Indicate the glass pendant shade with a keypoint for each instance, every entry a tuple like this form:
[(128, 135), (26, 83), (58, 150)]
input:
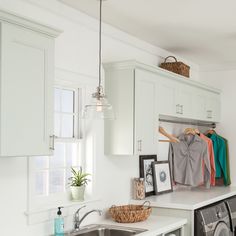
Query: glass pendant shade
[(99, 107)]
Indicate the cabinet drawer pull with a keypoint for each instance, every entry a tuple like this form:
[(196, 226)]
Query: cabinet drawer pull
[(209, 114), (139, 145), (182, 109), (52, 138), (177, 109)]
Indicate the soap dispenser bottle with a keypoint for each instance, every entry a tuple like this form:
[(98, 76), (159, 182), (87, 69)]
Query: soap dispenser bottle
[(59, 224)]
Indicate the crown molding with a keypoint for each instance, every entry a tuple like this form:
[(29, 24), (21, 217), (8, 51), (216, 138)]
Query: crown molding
[(79, 18), (218, 67)]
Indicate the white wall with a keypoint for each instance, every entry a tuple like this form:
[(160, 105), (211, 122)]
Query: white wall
[(225, 80), (76, 51)]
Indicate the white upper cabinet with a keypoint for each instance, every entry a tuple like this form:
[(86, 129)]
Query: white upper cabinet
[(146, 116), (132, 92), (27, 76), (140, 94), (166, 97), (212, 110)]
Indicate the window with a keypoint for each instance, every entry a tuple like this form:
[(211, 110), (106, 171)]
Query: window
[(48, 175)]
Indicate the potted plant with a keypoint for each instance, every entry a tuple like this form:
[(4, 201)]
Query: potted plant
[(78, 181)]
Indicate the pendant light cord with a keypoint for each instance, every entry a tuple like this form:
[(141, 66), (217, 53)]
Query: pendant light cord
[(100, 43)]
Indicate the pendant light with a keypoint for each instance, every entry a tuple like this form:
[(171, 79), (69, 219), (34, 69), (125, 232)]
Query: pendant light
[(99, 107)]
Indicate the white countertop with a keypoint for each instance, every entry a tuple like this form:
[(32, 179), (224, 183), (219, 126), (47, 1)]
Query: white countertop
[(189, 199), (155, 225)]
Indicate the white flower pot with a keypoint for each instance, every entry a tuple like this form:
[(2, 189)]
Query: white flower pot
[(77, 193)]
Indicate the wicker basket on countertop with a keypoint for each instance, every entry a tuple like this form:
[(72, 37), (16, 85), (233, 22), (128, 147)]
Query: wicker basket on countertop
[(177, 67), (130, 213)]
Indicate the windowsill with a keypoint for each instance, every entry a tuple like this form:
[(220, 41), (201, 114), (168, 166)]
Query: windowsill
[(48, 213)]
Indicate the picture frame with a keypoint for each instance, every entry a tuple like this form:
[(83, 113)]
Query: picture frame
[(145, 171), (162, 177)]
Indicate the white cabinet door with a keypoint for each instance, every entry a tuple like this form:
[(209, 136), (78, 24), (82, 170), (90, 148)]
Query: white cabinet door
[(184, 100), (212, 107), (199, 104), (166, 97), (146, 117), (27, 68)]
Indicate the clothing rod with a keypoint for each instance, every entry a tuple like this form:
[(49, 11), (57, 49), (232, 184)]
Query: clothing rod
[(212, 125)]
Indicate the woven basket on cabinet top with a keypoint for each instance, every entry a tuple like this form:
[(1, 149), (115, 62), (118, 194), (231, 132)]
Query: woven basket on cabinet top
[(177, 67), (130, 213)]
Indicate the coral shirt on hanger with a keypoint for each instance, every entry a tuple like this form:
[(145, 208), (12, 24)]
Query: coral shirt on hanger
[(211, 157)]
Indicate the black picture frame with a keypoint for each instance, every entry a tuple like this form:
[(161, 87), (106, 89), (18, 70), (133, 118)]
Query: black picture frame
[(145, 171), (162, 177)]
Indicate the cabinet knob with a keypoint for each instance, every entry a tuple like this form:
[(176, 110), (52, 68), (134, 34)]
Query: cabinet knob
[(139, 145), (182, 109), (177, 109), (209, 114), (52, 139)]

▬▬▬▬▬▬▬▬▬▬

Assignment:
The expected response consists solely of the lines from the one with "[(145, 208), (12, 24)]" through the end of the records, repeated exactly.

Your solution:
[(145, 208), (12, 24)]
Query: coral shirt on hanger
[(211, 157)]
Indicate the black picture frame with a keypoint for each instance, every entry a tuple like this form:
[(161, 87), (106, 89), (18, 70), (133, 118)]
Query: black picture frame
[(145, 171), (162, 177)]
Indicate the cabinet knob with a keypoint for each instance, every entry a tuple like this form:
[(176, 110), (52, 68), (134, 34)]
Query: cabinet knob
[(139, 145), (182, 109), (177, 109), (209, 114), (52, 139)]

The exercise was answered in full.